↓↓↓

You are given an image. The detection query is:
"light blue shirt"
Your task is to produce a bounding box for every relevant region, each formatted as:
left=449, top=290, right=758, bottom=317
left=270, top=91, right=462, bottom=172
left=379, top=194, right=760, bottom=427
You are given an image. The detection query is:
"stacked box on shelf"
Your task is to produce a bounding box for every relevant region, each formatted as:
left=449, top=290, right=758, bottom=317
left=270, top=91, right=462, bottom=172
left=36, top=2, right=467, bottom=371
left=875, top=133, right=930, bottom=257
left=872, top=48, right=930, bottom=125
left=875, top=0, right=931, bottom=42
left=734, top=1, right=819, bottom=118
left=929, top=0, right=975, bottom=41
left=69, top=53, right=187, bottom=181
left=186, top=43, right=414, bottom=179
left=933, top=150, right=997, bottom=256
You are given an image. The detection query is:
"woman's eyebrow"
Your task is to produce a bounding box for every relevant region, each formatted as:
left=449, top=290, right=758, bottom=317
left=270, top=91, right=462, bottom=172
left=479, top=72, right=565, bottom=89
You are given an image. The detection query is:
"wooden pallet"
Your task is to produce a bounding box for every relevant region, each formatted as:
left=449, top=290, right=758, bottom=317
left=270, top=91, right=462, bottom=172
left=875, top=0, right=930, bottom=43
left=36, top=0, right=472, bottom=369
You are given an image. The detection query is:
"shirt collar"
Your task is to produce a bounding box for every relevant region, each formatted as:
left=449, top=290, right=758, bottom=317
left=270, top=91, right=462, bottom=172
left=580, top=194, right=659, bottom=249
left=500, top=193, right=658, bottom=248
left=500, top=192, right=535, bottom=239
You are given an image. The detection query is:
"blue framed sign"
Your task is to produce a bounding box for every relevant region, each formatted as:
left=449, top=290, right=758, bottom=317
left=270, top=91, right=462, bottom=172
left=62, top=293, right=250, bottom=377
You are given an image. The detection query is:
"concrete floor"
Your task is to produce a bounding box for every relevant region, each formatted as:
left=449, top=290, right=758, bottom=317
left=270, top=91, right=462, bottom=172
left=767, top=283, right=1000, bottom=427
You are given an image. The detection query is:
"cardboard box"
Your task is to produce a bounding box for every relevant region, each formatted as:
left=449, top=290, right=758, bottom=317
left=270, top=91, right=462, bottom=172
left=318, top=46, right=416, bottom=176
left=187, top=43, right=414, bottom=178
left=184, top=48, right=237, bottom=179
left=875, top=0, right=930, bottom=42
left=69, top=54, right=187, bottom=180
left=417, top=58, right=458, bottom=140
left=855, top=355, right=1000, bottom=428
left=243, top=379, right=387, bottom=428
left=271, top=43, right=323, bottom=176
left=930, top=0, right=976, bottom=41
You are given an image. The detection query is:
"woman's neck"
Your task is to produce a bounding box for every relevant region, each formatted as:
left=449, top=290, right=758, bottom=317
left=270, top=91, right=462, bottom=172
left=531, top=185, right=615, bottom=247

↑↑↑

* **Written exercise**
Copy all of the data above, changing each "detection query" to "search phrase" and leaving everything else the same.

* **Response below**
You are given an image. The search phrase is:
"light blue shirt"
Your task is to produce a bounding box for every relevant region, each formatted as:
left=449, top=290, right=758, bottom=317
left=270, top=91, right=462, bottom=172
left=379, top=194, right=760, bottom=427
You are given an image. The search phrase is:
"stacked box on shelf"
Your task is to produce a bounding box for every relevant region, each formatted as:
left=449, top=290, right=758, bottom=317
left=270, top=91, right=462, bottom=172
left=36, top=2, right=467, bottom=371
left=875, top=133, right=930, bottom=257
left=872, top=48, right=930, bottom=125
left=875, top=0, right=931, bottom=42
left=734, top=1, right=819, bottom=118
left=929, top=0, right=975, bottom=41
left=69, top=53, right=187, bottom=181
left=186, top=43, right=414, bottom=179
left=933, top=150, right=997, bottom=256
You are given an image. The search phrase is:
"woman's eyebrow"
Your task is to produce a bounding box for every relevant region, each formatted as:
left=449, top=290, right=758, bottom=317
left=270, top=91, right=462, bottom=172
left=479, top=72, right=565, bottom=89
You are given an image. The search phrase is:
"wooden pallet"
Your task is to produce a bounding box for every relevant region, each formatted as:
left=449, top=290, right=758, bottom=317
left=270, top=91, right=462, bottom=172
left=875, top=0, right=930, bottom=43
left=36, top=0, right=472, bottom=369
You are given an image. The search phrase is:
"shirt collar"
Your task is to produce a bounding box for every relevant region, each formatted as:
left=449, top=290, right=758, bottom=317
left=270, top=91, right=462, bottom=172
left=580, top=194, right=659, bottom=249
left=500, top=193, right=658, bottom=248
left=500, top=192, right=535, bottom=239
You are given an image. The search phrase is:
"blue framed sign"
Your task is to produce a bounding box for every relevant region, each formatted as:
left=449, top=290, right=758, bottom=317
left=270, top=91, right=462, bottom=172
left=62, top=293, right=250, bottom=377
You are given an image. The search phrase is:
"concrete floor"
Your task is to produce a bounding box for every relevant region, each formatted as:
left=449, top=290, right=758, bottom=317
left=270, top=91, right=462, bottom=172
left=767, top=283, right=1000, bottom=427
You are given an image. The search phrase is:
"cardboard box"
Your task is to produce a bounding box for every relevant region, each formatted as:
left=449, top=290, right=758, bottom=317
left=270, top=91, right=462, bottom=172
left=318, top=46, right=416, bottom=176
left=187, top=43, right=414, bottom=178
left=184, top=48, right=237, bottom=179
left=875, top=0, right=930, bottom=42
left=69, top=54, right=187, bottom=180
left=417, top=58, right=458, bottom=140
left=855, top=355, right=1000, bottom=428
left=243, top=379, right=387, bottom=428
left=271, top=43, right=323, bottom=176
left=930, top=0, right=976, bottom=41
You are given an image. The search phrase is:
"woman's neck"
Your task is to produce a bounding box for every relevant region, each formatted as:
left=449, top=290, right=758, bottom=317
left=270, top=91, right=462, bottom=172
left=531, top=185, right=615, bottom=247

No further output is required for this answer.